**Exercise description**. Reproduce every row below verbatim, keeping each line unchanged. Leave out the pictures.

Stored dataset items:
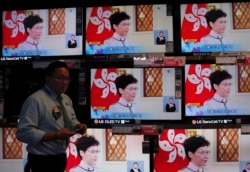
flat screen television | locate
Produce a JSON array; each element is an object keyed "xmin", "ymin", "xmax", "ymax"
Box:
[
  {"xmin": 85, "ymin": 4, "xmax": 173, "ymax": 55},
  {"xmin": 90, "ymin": 67, "xmax": 184, "ymax": 124},
  {"xmin": 2, "ymin": 7, "xmax": 83, "ymax": 57},
  {"xmin": 185, "ymin": 64, "xmax": 250, "ymax": 119},
  {"xmin": 180, "ymin": 2, "xmax": 250, "ymax": 53}
]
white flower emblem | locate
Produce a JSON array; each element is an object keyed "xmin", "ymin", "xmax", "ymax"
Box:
[
  {"xmin": 4, "ymin": 11, "xmax": 25, "ymax": 38},
  {"xmin": 94, "ymin": 69, "xmax": 117, "ymax": 98},
  {"xmin": 185, "ymin": 4, "xmax": 207, "ymax": 31},
  {"xmin": 159, "ymin": 129, "xmax": 186, "ymax": 163},
  {"xmin": 187, "ymin": 64, "xmax": 212, "ymax": 94},
  {"xmin": 90, "ymin": 7, "xmax": 112, "ymax": 34}
]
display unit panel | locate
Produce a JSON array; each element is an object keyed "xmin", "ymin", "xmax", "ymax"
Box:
[
  {"xmin": 2, "ymin": 7, "xmax": 83, "ymax": 58},
  {"xmin": 90, "ymin": 67, "xmax": 183, "ymax": 124},
  {"xmin": 180, "ymin": 2, "xmax": 250, "ymax": 53},
  {"xmin": 85, "ymin": 4, "xmax": 173, "ymax": 55},
  {"xmin": 185, "ymin": 64, "xmax": 250, "ymax": 119}
]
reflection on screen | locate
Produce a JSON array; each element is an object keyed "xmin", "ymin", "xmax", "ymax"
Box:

**Task solution**.
flat screen television | locate
Produce a JSON array; each element is an object keyed "xmin", "ymin", "xmax", "ymax"
Box:
[
  {"xmin": 85, "ymin": 4, "xmax": 173, "ymax": 55},
  {"xmin": 90, "ymin": 67, "xmax": 184, "ymax": 124},
  {"xmin": 2, "ymin": 7, "xmax": 83, "ymax": 57},
  {"xmin": 185, "ymin": 64, "xmax": 250, "ymax": 119},
  {"xmin": 180, "ymin": 2, "xmax": 250, "ymax": 53}
]
white flower emblem | locate
Produce a JSON array; each element is an object keyed "xmin", "ymin", "xmax", "ymax"
Box:
[
  {"xmin": 4, "ymin": 11, "xmax": 25, "ymax": 38},
  {"xmin": 94, "ymin": 69, "xmax": 117, "ymax": 98},
  {"xmin": 185, "ymin": 4, "xmax": 207, "ymax": 31},
  {"xmin": 159, "ymin": 129, "xmax": 186, "ymax": 163},
  {"xmin": 187, "ymin": 64, "xmax": 212, "ymax": 94},
  {"xmin": 90, "ymin": 7, "xmax": 112, "ymax": 34}
]
display unit panel | locate
Produce a JSON array; each element is an object keyed "xmin", "ymin", "xmax", "ymax"
Box:
[
  {"xmin": 2, "ymin": 7, "xmax": 83, "ymax": 58},
  {"xmin": 90, "ymin": 67, "xmax": 183, "ymax": 124},
  {"xmin": 180, "ymin": 2, "xmax": 250, "ymax": 53},
  {"xmin": 85, "ymin": 4, "xmax": 173, "ymax": 55},
  {"xmin": 185, "ymin": 64, "xmax": 250, "ymax": 119}
]
reflection on screen | locate
Produce a JSON array; each element is an object keyed "xmin", "ymin", "xmax", "ymax"
Box:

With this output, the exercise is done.